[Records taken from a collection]
####################

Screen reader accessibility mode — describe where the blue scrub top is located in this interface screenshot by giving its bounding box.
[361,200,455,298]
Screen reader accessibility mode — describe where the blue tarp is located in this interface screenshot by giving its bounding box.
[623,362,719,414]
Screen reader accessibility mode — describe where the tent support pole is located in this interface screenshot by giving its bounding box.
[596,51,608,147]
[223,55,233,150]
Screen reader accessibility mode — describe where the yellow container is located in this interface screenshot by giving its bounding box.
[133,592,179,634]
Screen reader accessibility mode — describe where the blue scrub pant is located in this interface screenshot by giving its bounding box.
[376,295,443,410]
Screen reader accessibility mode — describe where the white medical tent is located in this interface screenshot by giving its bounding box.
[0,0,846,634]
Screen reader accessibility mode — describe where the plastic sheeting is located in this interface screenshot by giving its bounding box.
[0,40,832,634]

####################

Reproduce every line of the listing above, including the requests, and scale each bounding-box coordinate in the answers by 1.05, rounding to the nearest whole number with halves rounded up.

Screen reader accessibility mode — describe where the blue scrub top is located in this interface screenshot by giving its bounding box.
[379,210,478,313]
Screen reader accessibility mode — describe where the blue tarp is located in this interface screenshot by giving its bounding box.
[654,380,755,435]
Screen reader accessibility mode — describe where the tent support pole is located in this interface screenshot by giving its bounding box.
[626,54,638,154]
[234,58,245,158]
Screen reader accessibility mode — describe where the yellow container is located in this interface screenshot by giving its bounding box.
[140,622,188,666]
Screen reader accessibility mode — describe where the blue scrub pant is located in this interface screenshot by giving its bounding box.
[395,310,465,431]
Screen reader accessibility mode — describe where the white medical tent is located in this interface screenshot by giving its bounding box.
[0,0,888,666]
Screen reader accessibility mode — describe where the plastic sheeting is located in this interface screenshot by giving its bounding box.
[0,42,874,666]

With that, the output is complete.